● **SET TASK**: With the pictures left out, reproduce exactly the lines running from the line with "Where can the flower stem" to the last line of the material below.

● **RECORDS TO USE**:
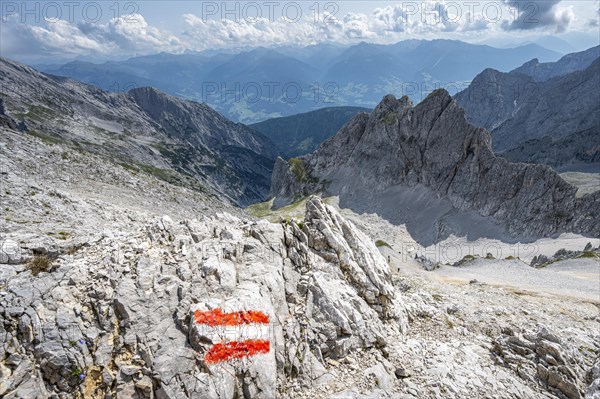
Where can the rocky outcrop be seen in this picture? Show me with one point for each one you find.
(517, 106)
(544, 358)
(424, 165)
(570, 63)
(181, 142)
(577, 149)
(117, 318)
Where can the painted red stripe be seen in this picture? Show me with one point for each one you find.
(223, 352)
(216, 317)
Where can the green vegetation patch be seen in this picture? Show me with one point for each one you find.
(39, 263)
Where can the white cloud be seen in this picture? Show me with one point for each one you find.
(540, 14)
(120, 36)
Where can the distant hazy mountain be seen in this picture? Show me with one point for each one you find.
(578, 151)
(183, 142)
(258, 84)
(537, 109)
(301, 134)
(569, 63)
(426, 167)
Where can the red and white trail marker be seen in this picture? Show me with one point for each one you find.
(241, 334)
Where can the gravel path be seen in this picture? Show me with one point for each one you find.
(578, 278)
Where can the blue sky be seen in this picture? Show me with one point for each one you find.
(55, 31)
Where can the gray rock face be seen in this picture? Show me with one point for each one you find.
(577, 148)
(429, 161)
(182, 142)
(124, 326)
(544, 358)
(557, 102)
(574, 62)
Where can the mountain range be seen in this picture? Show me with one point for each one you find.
(263, 83)
(541, 106)
(303, 133)
(142, 129)
(426, 166)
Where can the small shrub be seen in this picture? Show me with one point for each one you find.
(40, 263)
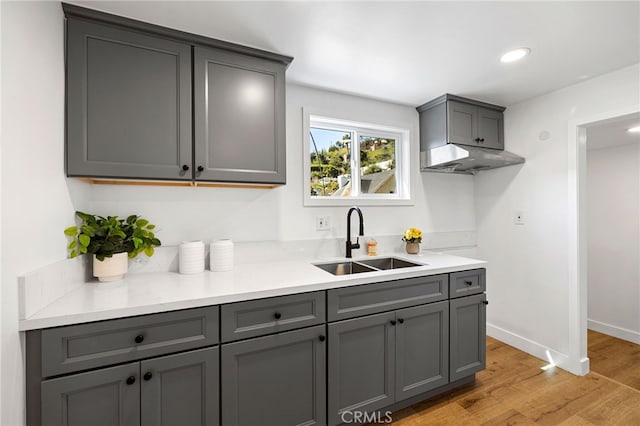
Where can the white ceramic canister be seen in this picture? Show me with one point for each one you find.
(191, 257)
(221, 255)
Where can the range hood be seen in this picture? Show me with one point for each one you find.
(452, 158)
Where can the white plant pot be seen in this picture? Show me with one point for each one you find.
(111, 268)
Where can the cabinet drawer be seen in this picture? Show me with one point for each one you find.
(264, 316)
(84, 346)
(465, 283)
(350, 302)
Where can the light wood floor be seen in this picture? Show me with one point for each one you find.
(515, 390)
(614, 358)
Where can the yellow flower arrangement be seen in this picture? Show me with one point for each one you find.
(412, 235)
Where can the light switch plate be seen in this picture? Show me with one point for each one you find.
(323, 223)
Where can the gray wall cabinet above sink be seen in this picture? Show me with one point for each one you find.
(151, 103)
(456, 120)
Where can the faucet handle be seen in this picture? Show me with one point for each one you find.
(357, 243)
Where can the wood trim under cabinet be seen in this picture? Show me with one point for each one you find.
(177, 183)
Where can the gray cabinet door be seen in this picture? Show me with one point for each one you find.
(239, 118)
(106, 397)
(462, 126)
(128, 104)
(181, 389)
(276, 380)
(422, 349)
(361, 366)
(490, 128)
(468, 332)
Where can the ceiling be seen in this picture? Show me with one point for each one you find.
(411, 52)
(613, 132)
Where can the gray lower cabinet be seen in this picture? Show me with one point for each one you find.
(176, 389)
(105, 397)
(462, 121)
(380, 359)
(468, 332)
(128, 104)
(238, 117)
(276, 380)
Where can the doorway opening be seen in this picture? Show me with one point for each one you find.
(580, 264)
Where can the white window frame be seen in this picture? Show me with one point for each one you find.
(403, 163)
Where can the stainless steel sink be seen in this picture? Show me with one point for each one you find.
(389, 263)
(368, 265)
(345, 268)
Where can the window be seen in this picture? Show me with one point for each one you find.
(347, 162)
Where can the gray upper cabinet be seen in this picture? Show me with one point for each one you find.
(148, 102)
(456, 120)
(239, 118)
(128, 104)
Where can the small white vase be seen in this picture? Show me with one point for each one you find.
(111, 268)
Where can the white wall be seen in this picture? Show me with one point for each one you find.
(1, 134)
(38, 201)
(613, 218)
(528, 277)
(442, 203)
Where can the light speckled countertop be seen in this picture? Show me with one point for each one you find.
(146, 293)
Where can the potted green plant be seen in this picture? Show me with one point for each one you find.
(413, 238)
(111, 241)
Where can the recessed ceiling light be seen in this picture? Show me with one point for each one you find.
(515, 54)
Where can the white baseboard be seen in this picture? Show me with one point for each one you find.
(579, 367)
(615, 331)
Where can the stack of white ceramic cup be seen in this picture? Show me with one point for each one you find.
(221, 255)
(191, 257)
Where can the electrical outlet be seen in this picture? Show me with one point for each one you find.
(323, 223)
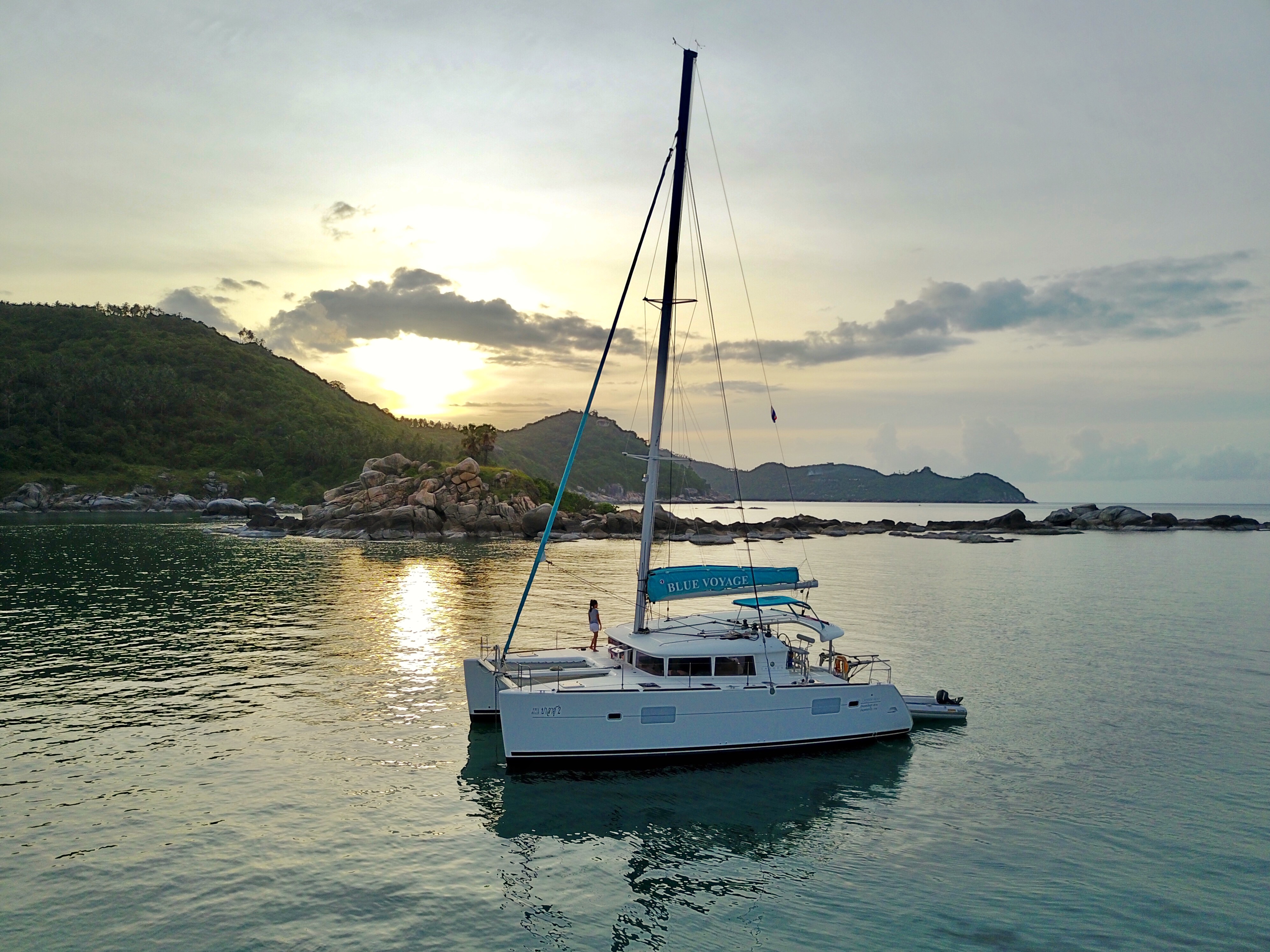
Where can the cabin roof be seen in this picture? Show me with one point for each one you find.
(698, 636)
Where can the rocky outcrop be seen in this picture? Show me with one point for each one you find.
(36, 498)
(226, 507)
(384, 506)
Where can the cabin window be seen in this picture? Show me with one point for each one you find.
(657, 715)
(735, 667)
(688, 667)
(651, 664)
(827, 705)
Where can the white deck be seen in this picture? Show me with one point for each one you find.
(573, 704)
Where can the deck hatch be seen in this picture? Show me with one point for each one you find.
(657, 715)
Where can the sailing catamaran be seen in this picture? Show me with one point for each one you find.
(686, 687)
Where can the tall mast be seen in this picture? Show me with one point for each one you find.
(663, 341)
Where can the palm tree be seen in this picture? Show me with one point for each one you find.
(470, 438)
(488, 437)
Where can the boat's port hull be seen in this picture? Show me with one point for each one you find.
(483, 687)
(596, 728)
(696, 756)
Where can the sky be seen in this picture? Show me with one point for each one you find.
(1025, 239)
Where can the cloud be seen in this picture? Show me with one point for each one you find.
(732, 386)
(893, 458)
(1231, 464)
(415, 302)
(1163, 297)
(197, 304)
(341, 212)
(991, 446)
(230, 285)
(1098, 460)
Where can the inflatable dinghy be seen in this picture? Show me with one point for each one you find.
(942, 707)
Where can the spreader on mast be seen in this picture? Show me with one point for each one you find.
(663, 341)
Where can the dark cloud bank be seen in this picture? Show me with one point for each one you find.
(1165, 297)
(415, 302)
(1142, 300)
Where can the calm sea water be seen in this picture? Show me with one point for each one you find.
(220, 744)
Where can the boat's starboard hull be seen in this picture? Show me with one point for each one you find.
(611, 728)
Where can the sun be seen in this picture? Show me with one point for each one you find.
(425, 373)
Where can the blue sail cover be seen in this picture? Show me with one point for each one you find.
(698, 580)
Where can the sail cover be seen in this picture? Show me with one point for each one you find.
(698, 580)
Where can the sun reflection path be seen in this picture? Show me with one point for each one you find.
(423, 625)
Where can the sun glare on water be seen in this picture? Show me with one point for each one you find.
(425, 373)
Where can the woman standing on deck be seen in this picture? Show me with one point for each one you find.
(594, 619)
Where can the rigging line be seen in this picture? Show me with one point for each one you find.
(727, 419)
(648, 353)
(590, 583)
(591, 398)
(745, 284)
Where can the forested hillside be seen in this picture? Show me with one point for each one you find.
(103, 396)
(541, 450)
(841, 483)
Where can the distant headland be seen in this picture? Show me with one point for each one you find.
(127, 403)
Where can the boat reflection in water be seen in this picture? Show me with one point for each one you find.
(689, 842)
(738, 806)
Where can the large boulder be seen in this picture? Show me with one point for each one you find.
(106, 504)
(536, 521)
(225, 507)
(423, 498)
(1122, 516)
(346, 490)
(390, 465)
(30, 495)
(1014, 520)
(1230, 522)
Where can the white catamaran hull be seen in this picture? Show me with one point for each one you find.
(541, 728)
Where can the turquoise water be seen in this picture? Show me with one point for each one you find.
(219, 744)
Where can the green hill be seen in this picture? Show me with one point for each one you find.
(541, 450)
(841, 483)
(107, 396)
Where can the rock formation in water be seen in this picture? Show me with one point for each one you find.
(384, 503)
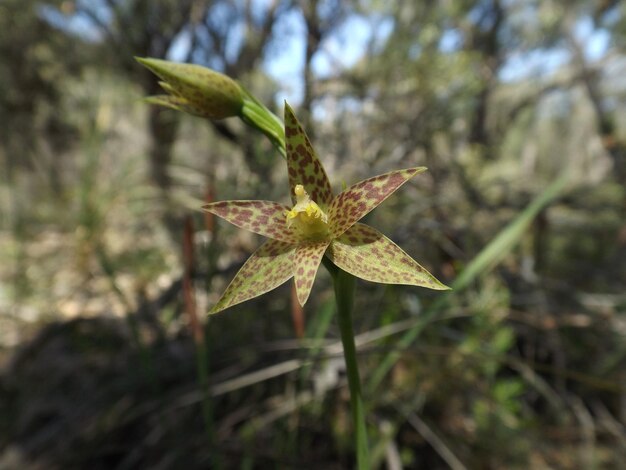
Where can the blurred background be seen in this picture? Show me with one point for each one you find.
(107, 267)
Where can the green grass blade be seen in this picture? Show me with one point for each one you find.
(485, 261)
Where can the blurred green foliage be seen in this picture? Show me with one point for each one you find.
(521, 367)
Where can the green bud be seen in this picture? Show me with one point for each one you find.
(195, 89)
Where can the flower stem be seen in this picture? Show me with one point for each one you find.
(344, 294)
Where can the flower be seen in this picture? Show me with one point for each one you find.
(195, 89)
(319, 224)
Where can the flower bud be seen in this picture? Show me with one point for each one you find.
(195, 89)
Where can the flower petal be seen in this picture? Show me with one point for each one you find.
(302, 163)
(307, 260)
(266, 218)
(267, 268)
(359, 199)
(366, 253)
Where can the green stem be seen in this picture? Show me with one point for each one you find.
(344, 294)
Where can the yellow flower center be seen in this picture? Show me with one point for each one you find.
(306, 216)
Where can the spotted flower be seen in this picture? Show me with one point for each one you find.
(318, 224)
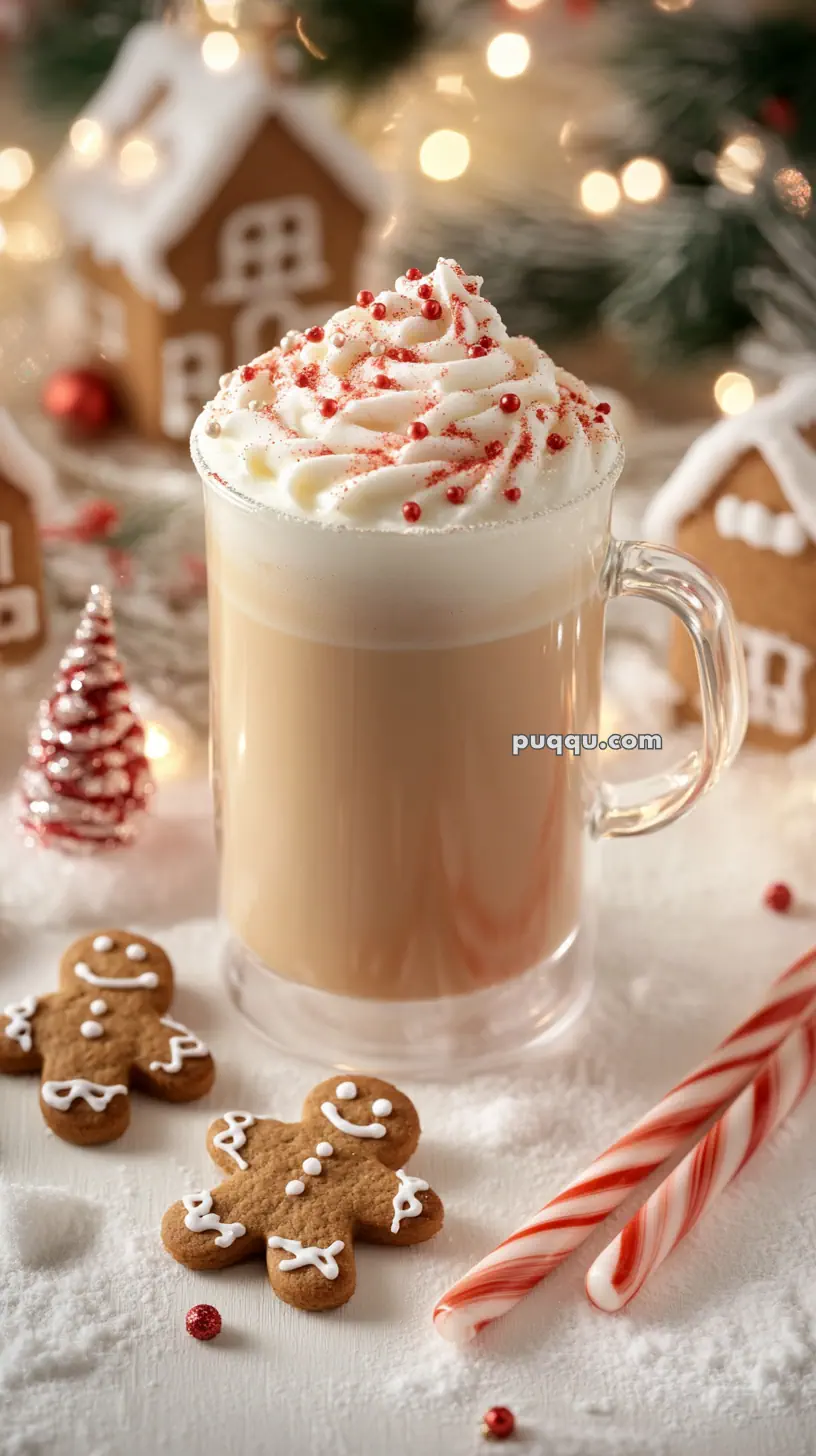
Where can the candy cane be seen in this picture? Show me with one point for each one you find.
(689, 1190)
(539, 1245)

● **ANSWER TO THE EXERCISE**:
Where can the flower stem be seen in this picture? Show me with one point for each one you find.
(344, 294)
Where can the flower be seen in this picture? Show me with one point for each one you find.
(195, 89)
(319, 224)
Where can the flower bud be seen in this picture? Show me with one point for each one you find.
(195, 89)
Where can the flower petal be seen in this picture? Show me with one point for each one you find.
(302, 163)
(307, 260)
(266, 218)
(267, 268)
(359, 199)
(366, 253)
Where can the green stem be seen in this picture? Show me with one point for each one you find.
(344, 294)
Where can the yellow flower center be seen in this picture? Show me with one point for each one you find.
(306, 216)
Where can the spotted flower be seen in this picture? Show me with one point for each one you find.
(318, 224)
Where can the candy cane be seen in this picture? Show me with one point for each one you find.
(689, 1190)
(539, 1245)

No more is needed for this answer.